- The request
Return, word for word, the stretch of the listing from the line containing "the photo below" through the line containing "x=465 y=133", both of those lines included. Leave out any pictures.

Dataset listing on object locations

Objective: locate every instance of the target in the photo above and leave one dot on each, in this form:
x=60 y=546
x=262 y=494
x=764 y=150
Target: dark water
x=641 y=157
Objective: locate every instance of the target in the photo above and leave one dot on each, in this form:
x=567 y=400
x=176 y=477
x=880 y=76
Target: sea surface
==
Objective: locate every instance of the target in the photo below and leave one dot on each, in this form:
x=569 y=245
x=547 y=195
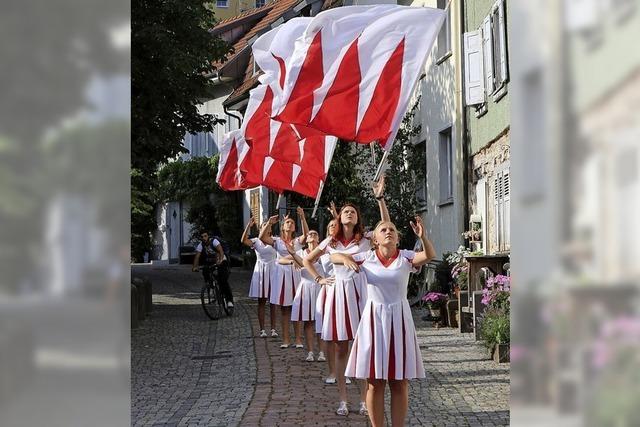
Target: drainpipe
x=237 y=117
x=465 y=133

- In response
Objective: locate every instance of the target in the photo below and leave one dot on each, in this form:
x=569 y=245
x=547 y=195
Target: drainpipe
x=237 y=117
x=465 y=133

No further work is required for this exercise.